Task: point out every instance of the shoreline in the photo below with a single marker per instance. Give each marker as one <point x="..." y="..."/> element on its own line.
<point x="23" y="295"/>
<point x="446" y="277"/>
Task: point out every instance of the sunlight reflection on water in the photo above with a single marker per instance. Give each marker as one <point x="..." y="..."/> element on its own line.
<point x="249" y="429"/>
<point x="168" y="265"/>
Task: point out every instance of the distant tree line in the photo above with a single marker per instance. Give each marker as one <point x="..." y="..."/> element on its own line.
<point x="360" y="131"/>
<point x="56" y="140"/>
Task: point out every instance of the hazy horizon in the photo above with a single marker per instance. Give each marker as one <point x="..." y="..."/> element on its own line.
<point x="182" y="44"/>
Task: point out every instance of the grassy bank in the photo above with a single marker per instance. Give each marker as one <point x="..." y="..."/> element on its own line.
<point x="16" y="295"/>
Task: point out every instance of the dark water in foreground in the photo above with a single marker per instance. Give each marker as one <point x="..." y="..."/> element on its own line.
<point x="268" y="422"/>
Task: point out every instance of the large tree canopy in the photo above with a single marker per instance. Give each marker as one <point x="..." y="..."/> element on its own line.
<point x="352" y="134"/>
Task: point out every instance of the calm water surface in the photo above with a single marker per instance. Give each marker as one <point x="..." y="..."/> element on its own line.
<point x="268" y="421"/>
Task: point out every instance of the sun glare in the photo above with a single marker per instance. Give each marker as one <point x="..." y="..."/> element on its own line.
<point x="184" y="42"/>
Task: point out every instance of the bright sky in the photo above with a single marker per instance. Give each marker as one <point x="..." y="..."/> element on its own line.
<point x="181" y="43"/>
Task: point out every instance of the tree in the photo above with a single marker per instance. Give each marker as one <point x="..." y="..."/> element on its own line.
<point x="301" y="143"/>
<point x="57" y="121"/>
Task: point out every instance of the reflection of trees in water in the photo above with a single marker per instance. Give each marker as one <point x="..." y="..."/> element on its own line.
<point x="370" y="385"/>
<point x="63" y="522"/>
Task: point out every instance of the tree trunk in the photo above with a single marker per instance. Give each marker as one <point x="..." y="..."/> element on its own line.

○ ○ ○ ○ ○

■ Problem details:
Write down all the entries again without a single difference.

■ Response to the task:
Task: point out every instance of the shoreline in the photo below with a single marker per instance. Give each marker as one <point x="..." y="..."/> element on its own line.
<point x="23" y="295"/>
<point x="446" y="277"/>
Task: point out every instance of the sunlight reflection on water in the photo above with a single marker per instance. Give each marker as one <point x="..." y="..."/> element on its own line.
<point x="249" y="429"/>
<point x="168" y="265"/>
Task: point out every instance of the distant tree line in the photo above with a single marker per instance. Give each marker as one <point x="..." y="..."/> element on its own line.
<point x="360" y="131"/>
<point x="56" y="140"/>
Task: point out every instance of the hazy horizon in the photo above with a single marker per instance. Give each marker as one <point x="..." y="..."/> element on its own line.
<point x="182" y="44"/>
Task: point out every instance of the grassy bank in the photo above with a single marker per instance. Give each marker as one <point x="..." y="..."/> element on its own line.
<point x="16" y="295"/>
Task: point out every instance of the dark water in foreground in the photo above with a single marker per instance. Give each marker as one <point x="..." y="..."/> element on its own line.
<point x="268" y="422"/>
Task: point out every instance of the large tree canopy in the photo above with a single marker per instance. Give each marker as one <point x="..." y="..."/> element on its own line.
<point x="352" y="134"/>
Task: point out every instance of the calm water surface in the photo above with a single marker per instance. Give each marker as one <point x="..." y="..."/> element on its own line.
<point x="268" y="421"/>
Task: point out every instance of the sun glare in the photo above with a single marker per instance. Give each marker as one <point x="..." y="..."/> element on its own line.
<point x="184" y="42"/>
Task: point out every instance of the bright sky in the photo above with a single marker per instance. Give each marker as one <point x="..." y="..."/> element on its own line.
<point x="181" y="43"/>
Task: point out every instance of the tree in the photo above with a single marker per instance. Give each marker as one <point x="..." y="..."/> element on its own line.
<point x="301" y="143"/>
<point x="57" y="121"/>
Task: point out every instance of the reflection of trees in water in the photo above with a single marker per instance. Give each marker as one <point x="..." y="..."/> element on its own line.
<point x="370" y="385"/>
<point x="63" y="522"/>
Task: point out every instance of the tree trunk in the photo above with a single marker per instance. Give each marker as one <point x="..." y="..."/> element on its own line.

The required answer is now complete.